THINGS TO DO:
1 - Translate this sentence from the K-Means article into Spanish: "The algorithm requires the user to set the number of clusters, k, as the input parameter."
2 - Reproduce the passage of the K-Means article that runs from "K-Means is to" up to and including "the input parameter.".

READING TEXT:
*This article is based on Mahout in Action, to be published on June, 2011. It is being reproduced here by permission from Manning Publications. Manning publishes MEAP (Manning Early Access Program,) eBooks and pBooks. MEAPs are sold exclusively through Manning.com. All pBook purchases include free PDF, mobi and epub. When mobile formats become available all customers will be contacted and upgraded. Visit Manning.com for more information. [ Use promotional code ‘java40beat’ and get 40% discount on eBooks and pBooks ]*

also read:

Running Fuzzy K-Means Clustering

## Introduction

There are many clustering algorithms in **Mahout**, and some work well for a given dataset while others don’t. K-Means is a very generic clustering algorithm, which can be molded easily to fit almost all situations. It’s also simple to understand and can easily be executed on parallel computers.

K-Means is to clustering what Vicks is to cough syrup. It’s a simple algorithm and is more than 50 years old. Stuart Lloyd first proposed the standard algorithm in 1957 as a technique for pulse code modulation. However, it wasn’t until 1982 before it got published. It’s widely used as a clustering algorithm in many fields of science. The algorithm requires the user to set the number of clusters, k, as the input parameter.

What we really want to talk about is the Fuzzy K-Means algorithm, but in order to explain it we first need you to know what **K-Means** is all about.

## All you need to know about K-Means

**K-Means** algorithm puts a hard limitation on the number of clusters, k. This limitation might cause you to doubt the quality of this method. Fear not—this algorithm has proven to work very well for a wide range of real-world problems over the last 25 plus years of its existence. Even if the estimate of the value k is suboptimal, the clustering quality is not affected much by it.

Suppose we are clustering news articles to get top-level categories like politics, science, and sports. For that we might want to choose a small value of k, which is in the range of 10 to 20. If you’re looking to cluster some subtopics, you need a larger value of k, like 50 to 100. Imagine there are one million news articles in our database and you are trying to find out groups of articles that discuss the same story. The number of such related stories would be much smaller than the entire corpus—perhaps, in the range of 100 articles per cluster. This means, we need a k value of 10000 to generate such a distribution. This surely would test the scalability of clustering and that’s where **Mahout** shines the brightest.

For good quality clustering using **K-Means**, we will need to estimate the value of k. An approximate way of estimating k is to figure it out based on the data we have and the size of clusters we need. In the case above, if there are around 500 news articles published about every story, we should be starting our clustering with a k value like 2,000.

This is a crude way of estimating the number of clusters. Nevertheless, **K-Means** algorithm generates decent clustering even with this approximation. The type of distance measure used mainly determines the quality of **K-Means** clusters.

Let’s look at **K-Means** algorithm in detail. Suppose we have n points, which we need to cluster into k groups. **K-Means** algorithm will start with an initial set of k centroid points. The algorithm does multiple rounds of the processing and refines this centroid location until the iteration max-limit criterion is reached or until the centroids converge to a fixed point from which it doesn’t move very much. A single **K-Means** iteration is illustrated clearly in figure 1. The actual algorithm is a series of such iteration, till it encounters the criteria above.

RECORDS SHOWN:

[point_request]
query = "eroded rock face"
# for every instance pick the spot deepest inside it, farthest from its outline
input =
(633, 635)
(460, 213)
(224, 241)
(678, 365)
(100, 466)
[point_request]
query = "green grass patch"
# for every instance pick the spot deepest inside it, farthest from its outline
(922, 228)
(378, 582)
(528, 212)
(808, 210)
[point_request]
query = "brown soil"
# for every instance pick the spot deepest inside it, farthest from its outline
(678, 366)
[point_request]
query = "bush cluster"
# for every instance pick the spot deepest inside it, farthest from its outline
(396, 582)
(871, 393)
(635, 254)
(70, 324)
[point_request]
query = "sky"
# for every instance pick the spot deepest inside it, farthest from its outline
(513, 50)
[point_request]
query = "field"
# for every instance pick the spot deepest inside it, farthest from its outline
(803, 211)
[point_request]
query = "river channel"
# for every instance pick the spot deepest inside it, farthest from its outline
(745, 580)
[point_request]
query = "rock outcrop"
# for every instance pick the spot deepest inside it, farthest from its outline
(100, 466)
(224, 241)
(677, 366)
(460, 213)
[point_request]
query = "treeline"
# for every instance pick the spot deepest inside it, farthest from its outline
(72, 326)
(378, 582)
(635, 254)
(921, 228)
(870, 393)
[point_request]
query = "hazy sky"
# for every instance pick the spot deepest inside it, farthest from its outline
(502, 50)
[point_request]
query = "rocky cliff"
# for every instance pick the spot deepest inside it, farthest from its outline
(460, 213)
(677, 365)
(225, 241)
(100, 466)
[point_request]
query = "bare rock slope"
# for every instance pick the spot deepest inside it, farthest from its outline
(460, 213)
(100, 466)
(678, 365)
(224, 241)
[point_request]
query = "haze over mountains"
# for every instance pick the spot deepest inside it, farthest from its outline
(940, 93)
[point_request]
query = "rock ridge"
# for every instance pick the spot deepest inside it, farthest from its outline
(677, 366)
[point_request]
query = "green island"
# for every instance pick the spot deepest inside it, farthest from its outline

RESPONSES TO THE TASKS:
1 - El algoritmo requiere que el usuario establezca el número de clústeres, k, como parámetro de entrada.

2 -
K-Means is to clustering what Vicks is to cough syrup. It’s a simple algorithm and is more than 50 years old. Stuart Lloyd first proposed the standard algorithm in 1957 as a technique for pulse code modulation. However, it wasn’t until 1982 before it got published. It’s widely used as a clustering algorithm in many fields of science. The algorithm requires the user to set the number of clusters, k, as the input parameter.